- 问题描述 -
从下面短文中含有“时间:2022-07-23 百科知识 版权反馈”的那几个字起笔，到“只是采用的研究方法各有不同。”写完为止，把这一段一字不改地重新打出来。
------ 所给短文 ------
时间:2022-07-23 百科知识 版权反馈
【摘要】:1.2.1 国内的相关文献综述中国学者在关于资本账户开放的经济效应方面的研究大多数都集中于资本账户开放与经济增长、金融不稳定的关系上。中国较早开始研究资本账户开放的学者是张礼卿。大多数学者的研究支持资本账户开放促进经济增长的观点,只是采用的研究方法各有不同。

1.2.1 国内的相关文献综述

中国学者在关于资本账户开放的经济效应方面的研究大多数都集中于资本账户开放与经济增长、金融不稳定的关系上。他们认为,促进经济增长是资本账户开放后带来的最显著的正效应,而金融不稳定、金融风险或金融危机是资本账户开放后亟须重视的负效应。也有少数学者对资本账户开放的其他经济效应进行了研究,进而丰富了资本账户开放的经济效应研究的成果。
------ 已知信息 ------
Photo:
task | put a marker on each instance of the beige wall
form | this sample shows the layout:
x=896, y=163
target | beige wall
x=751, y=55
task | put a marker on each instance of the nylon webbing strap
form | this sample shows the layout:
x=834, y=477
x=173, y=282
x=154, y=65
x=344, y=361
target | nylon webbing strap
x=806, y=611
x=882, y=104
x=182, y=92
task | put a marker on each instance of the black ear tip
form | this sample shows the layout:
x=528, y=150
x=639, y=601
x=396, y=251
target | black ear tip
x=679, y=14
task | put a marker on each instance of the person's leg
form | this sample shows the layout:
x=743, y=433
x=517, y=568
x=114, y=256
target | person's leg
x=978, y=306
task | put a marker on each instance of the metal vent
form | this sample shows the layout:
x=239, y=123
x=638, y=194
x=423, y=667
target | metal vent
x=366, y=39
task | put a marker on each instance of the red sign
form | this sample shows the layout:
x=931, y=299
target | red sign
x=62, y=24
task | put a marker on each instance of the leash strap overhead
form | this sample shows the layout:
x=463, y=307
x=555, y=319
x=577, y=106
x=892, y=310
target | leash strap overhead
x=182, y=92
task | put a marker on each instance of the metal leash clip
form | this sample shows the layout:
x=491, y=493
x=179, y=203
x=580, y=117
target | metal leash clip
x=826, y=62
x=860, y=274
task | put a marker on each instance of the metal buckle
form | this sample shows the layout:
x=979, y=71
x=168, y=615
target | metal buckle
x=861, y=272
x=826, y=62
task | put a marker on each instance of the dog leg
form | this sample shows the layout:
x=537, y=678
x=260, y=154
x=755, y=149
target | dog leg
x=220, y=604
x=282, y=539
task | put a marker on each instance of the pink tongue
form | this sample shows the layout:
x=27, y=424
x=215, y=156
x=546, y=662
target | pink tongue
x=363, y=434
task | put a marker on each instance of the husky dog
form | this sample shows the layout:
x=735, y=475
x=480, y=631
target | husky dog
------
- 问题解答 -
时间:2022-07-23 百科知识 版权反馈
【摘要】:1.2.1 国内的相关文献综述中国学者在关于资本账户开放的经济效应方面的研究大多数都集中于资本账户开放与经济增长、金融不稳定的关系上。中国较早开始研究资本账户开放的学者是张礼卿。大多数学者的研究支持资本账户开放促进经济增长的观点,只是采用的研究方法各有不同。